#### [What you should do]
Duplicate the lines of the listing exactly, starting at the line containing "task: segment the girl standing on boat" and ending at the final line of the listing, both included.

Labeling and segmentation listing

--- BEGIN ---

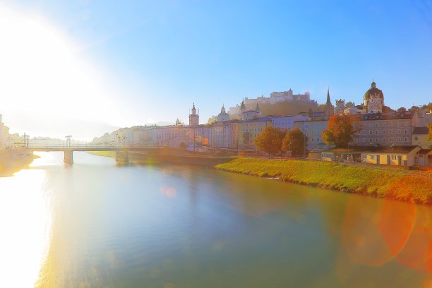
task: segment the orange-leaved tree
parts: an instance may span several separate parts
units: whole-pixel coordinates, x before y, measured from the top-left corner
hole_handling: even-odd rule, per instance
[[[328,145],[347,147],[354,141],[354,137],[360,130],[358,116],[342,114],[330,116],[328,119],[327,130],[321,133],[324,143]]]
[[[297,127],[288,130],[282,141],[282,151],[290,151],[293,156],[303,156],[308,138]]]
[[[280,153],[284,133],[278,127],[266,127],[255,138],[255,145],[260,150],[274,155]]]

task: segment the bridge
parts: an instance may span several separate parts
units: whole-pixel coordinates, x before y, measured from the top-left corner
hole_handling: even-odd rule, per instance
[[[73,152],[75,151],[112,151],[116,152],[116,161],[119,162],[129,162],[129,152],[144,152],[155,151],[163,148],[158,147],[124,147],[124,146],[92,146],[92,145],[78,145],[78,146],[45,146],[36,147],[31,145],[26,147],[30,151],[39,152],[64,152],[64,162],[67,164],[73,164]]]

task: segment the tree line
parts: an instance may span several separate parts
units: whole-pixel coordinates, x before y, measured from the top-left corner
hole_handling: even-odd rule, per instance
[[[432,126],[431,127],[432,131]],[[360,129],[357,116],[332,115],[329,117],[327,129],[323,131],[321,138],[328,146],[346,148],[354,142]],[[294,157],[304,157],[307,143],[308,137],[298,128],[284,131],[278,127],[267,127],[255,139],[256,148],[271,156],[285,153]]]
[[[271,156],[287,153],[294,157],[302,157],[307,143],[308,138],[298,128],[282,131],[279,127],[266,127],[255,138],[256,148]]]

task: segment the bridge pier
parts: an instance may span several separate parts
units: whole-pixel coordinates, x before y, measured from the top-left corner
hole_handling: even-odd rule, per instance
[[[116,162],[128,163],[129,152],[128,151],[116,151]]]
[[[67,164],[73,164],[73,151],[71,150],[64,150],[64,159],[63,162]]]

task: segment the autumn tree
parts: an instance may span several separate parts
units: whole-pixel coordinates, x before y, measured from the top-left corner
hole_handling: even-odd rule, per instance
[[[297,127],[288,130],[282,140],[282,150],[284,152],[291,151],[293,156],[300,157],[304,154],[305,145],[308,138]]]
[[[344,113],[332,115],[328,119],[327,130],[321,133],[321,137],[328,145],[347,147],[353,142],[359,130],[359,119],[354,115]]]
[[[255,138],[255,145],[260,151],[274,155],[280,153],[284,133],[278,127],[266,127]]]

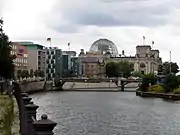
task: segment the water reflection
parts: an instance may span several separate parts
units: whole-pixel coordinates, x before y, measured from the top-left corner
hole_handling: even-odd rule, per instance
[[[180,102],[128,92],[52,92],[32,95],[58,123],[56,135],[179,135]]]

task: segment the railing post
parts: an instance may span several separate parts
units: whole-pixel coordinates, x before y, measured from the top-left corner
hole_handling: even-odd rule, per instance
[[[32,100],[32,98],[30,98],[30,97],[23,97],[24,105],[30,104],[31,100]]]
[[[124,81],[121,80],[121,91],[124,91]]]
[[[39,106],[33,104],[33,102],[25,105],[28,135],[33,135],[32,123],[36,120],[36,110],[38,107]]]
[[[28,97],[28,94],[26,92],[22,92],[22,97]]]
[[[57,123],[48,119],[46,114],[41,116],[41,120],[33,122],[34,135],[53,135],[53,129]]]

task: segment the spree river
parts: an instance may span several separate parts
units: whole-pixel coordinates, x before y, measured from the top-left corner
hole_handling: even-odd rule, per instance
[[[49,92],[31,95],[38,116],[57,122],[55,135],[180,135],[180,102],[135,92]]]

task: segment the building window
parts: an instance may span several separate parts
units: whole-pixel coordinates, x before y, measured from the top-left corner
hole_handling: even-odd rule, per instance
[[[28,56],[27,54],[24,54],[24,57],[25,57],[25,58],[27,58],[27,56]]]

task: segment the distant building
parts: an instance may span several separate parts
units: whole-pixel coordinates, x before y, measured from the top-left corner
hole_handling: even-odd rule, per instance
[[[118,54],[112,41],[100,39],[95,41],[89,52],[81,49],[79,54],[79,70],[82,76],[105,77],[105,64],[109,61],[129,61],[134,64],[134,70],[143,74],[156,73],[162,63],[159,50],[153,50],[150,45],[138,45],[134,56],[126,56],[124,51]]]
[[[71,71],[72,71],[73,77],[78,77],[80,75],[80,73],[79,73],[79,58],[78,57],[71,58]]]
[[[162,63],[159,50],[151,49],[150,45],[138,45],[135,56],[110,57],[109,61],[129,61],[134,64],[134,70],[143,74],[155,73]]]
[[[88,78],[103,78],[105,77],[105,55],[101,52],[86,52],[80,55],[82,62],[83,76]]]
[[[28,49],[26,46],[13,43],[11,54],[16,56],[14,59],[15,75],[17,75],[18,70],[28,70]]]
[[[46,47],[46,77],[55,78],[62,74],[62,51],[57,47]]]
[[[45,72],[45,50],[43,45],[33,42],[15,42],[26,46],[28,49],[28,70],[33,69]]]

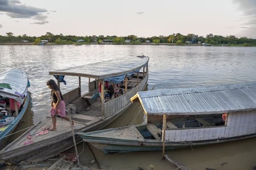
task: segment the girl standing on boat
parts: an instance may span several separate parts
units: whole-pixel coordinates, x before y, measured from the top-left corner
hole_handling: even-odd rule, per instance
[[[59,86],[53,79],[49,79],[47,81],[46,85],[51,89],[51,118],[53,119],[53,126],[49,131],[55,131],[56,129],[56,115],[69,121],[69,118],[66,115],[66,103],[62,99],[61,90]],[[74,121],[72,121],[74,126]]]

--- END ---

#### [Written solution]
task: segment the girl standing on boat
parts: an instance may span several separate parts
units: whole-pixel coordinates, x before y, measured from the top-left corner
hole_handling: even-odd rule, per instance
[[[59,86],[53,79],[49,79],[47,81],[46,85],[51,89],[51,118],[53,119],[53,126],[49,131],[55,131],[56,129],[56,115],[69,121],[69,118],[66,115],[66,103],[62,99],[61,90]],[[74,121],[72,121],[74,126]]]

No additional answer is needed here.